### Directions for this task
Omit the pictures and output every entry below exactly as written.

### Records shown
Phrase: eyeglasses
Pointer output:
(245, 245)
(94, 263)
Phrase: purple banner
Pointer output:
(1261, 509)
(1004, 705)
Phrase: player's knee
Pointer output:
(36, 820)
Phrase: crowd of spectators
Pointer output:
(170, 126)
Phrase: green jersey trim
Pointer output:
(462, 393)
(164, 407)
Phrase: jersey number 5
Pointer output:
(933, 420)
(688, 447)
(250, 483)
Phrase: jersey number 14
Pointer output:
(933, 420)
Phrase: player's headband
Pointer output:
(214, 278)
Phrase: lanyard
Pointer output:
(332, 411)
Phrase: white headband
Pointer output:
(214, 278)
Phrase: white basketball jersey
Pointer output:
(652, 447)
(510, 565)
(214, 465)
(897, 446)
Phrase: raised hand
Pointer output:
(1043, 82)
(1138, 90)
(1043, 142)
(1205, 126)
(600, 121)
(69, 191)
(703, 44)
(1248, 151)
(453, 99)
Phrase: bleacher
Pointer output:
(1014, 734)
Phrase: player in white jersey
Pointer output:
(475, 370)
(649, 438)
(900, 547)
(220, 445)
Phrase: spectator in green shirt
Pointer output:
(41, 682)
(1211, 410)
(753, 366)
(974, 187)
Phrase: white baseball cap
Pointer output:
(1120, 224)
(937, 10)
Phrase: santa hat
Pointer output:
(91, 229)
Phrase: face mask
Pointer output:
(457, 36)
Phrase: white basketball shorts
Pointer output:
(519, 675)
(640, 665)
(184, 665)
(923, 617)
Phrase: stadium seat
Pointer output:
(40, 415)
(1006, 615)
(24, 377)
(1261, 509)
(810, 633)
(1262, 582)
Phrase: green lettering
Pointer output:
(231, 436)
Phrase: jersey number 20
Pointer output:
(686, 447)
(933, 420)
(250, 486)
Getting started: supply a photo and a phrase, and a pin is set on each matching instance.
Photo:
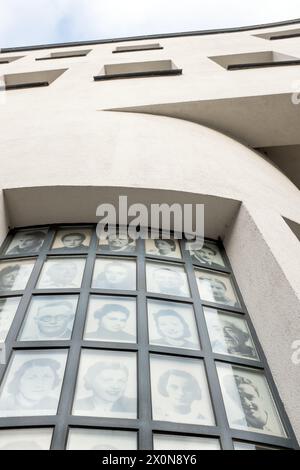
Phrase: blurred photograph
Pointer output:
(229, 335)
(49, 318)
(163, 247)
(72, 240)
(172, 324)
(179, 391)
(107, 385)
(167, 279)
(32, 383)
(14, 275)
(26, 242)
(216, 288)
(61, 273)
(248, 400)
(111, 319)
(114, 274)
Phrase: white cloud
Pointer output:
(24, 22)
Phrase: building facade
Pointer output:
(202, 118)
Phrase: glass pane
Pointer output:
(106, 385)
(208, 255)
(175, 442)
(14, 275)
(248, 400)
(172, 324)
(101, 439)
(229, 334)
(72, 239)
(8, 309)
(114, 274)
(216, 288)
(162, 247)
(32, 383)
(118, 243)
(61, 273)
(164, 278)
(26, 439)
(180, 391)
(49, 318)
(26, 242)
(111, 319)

### Solution
Phrase: eyeglasses
Pointer output:
(245, 245)
(94, 263)
Phrase: purple banner
Pointer output:
(1261, 509)
(1004, 705)
Phrase: player's knee
Pointer output:
(36, 820)
Phrase: crowd of spectators
Pointer output:
(170, 126)
Phrase: green jersey trim
Pointer output:
(462, 393)
(164, 407)
Phrase: jersey number 5
Pointer output:
(933, 420)
(688, 447)
(250, 483)
Phrase: jersey number 14
Pointer output:
(933, 420)
Phrase: player's headband
Pointer output:
(214, 278)
Phrase: lanyard
Pointer output:
(332, 411)
Phrase: white headband
Pointer output:
(214, 278)
Phrase: white basketball jersey
Pointer output:
(652, 447)
(510, 565)
(214, 465)
(897, 446)
Phrase: raised hand
Pointer output:
(1043, 82)
(1138, 90)
(1043, 142)
(1205, 126)
(600, 121)
(69, 191)
(703, 44)
(1248, 151)
(453, 99)
Phrase: bleacher
Pointer output:
(1014, 734)
Phrase: player in white jersey
Pointer output:
(475, 370)
(649, 438)
(900, 547)
(220, 445)
Phrase: spectator in green shirt
Pointer output:
(41, 682)
(1211, 410)
(753, 366)
(974, 187)
Phrase: white baseball cap
Pointer output:
(1120, 224)
(937, 10)
Phrase: santa hat
Pointer output:
(91, 229)
Phrase: face mask
Pointer output:
(457, 36)
Phrase: white basketball shorts
Pointer output:
(519, 675)
(640, 665)
(184, 665)
(923, 617)
Phrase: stadium seat
Pointer output:
(40, 415)
(1006, 615)
(24, 377)
(1261, 509)
(810, 633)
(1262, 582)
Phrase: green lettering
Pointer output:
(231, 436)
Phrase: jersey number 20
Pointer output:
(686, 447)
(933, 420)
(250, 486)
Getting started: supply a photo and a phrase, and a pin is set on each matching instance.
Photo:
Phrase: blurred photograph
Pointer output:
(229, 335)
(49, 318)
(163, 247)
(72, 240)
(172, 324)
(179, 391)
(107, 385)
(167, 279)
(32, 383)
(14, 275)
(26, 242)
(216, 288)
(61, 273)
(248, 400)
(111, 319)
(114, 274)
Phrase: white cloud
Pointer output:
(24, 22)
Phrase: building facade
Pointer output:
(202, 118)
Phrase: glass pane
Pointer output:
(106, 385)
(208, 255)
(175, 442)
(14, 275)
(248, 400)
(172, 324)
(101, 439)
(229, 334)
(72, 239)
(8, 309)
(114, 274)
(216, 288)
(162, 247)
(32, 383)
(118, 243)
(61, 273)
(164, 278)
(26, 439)
(180, 391)
(49, 318)
(26, 242)
(111, 319)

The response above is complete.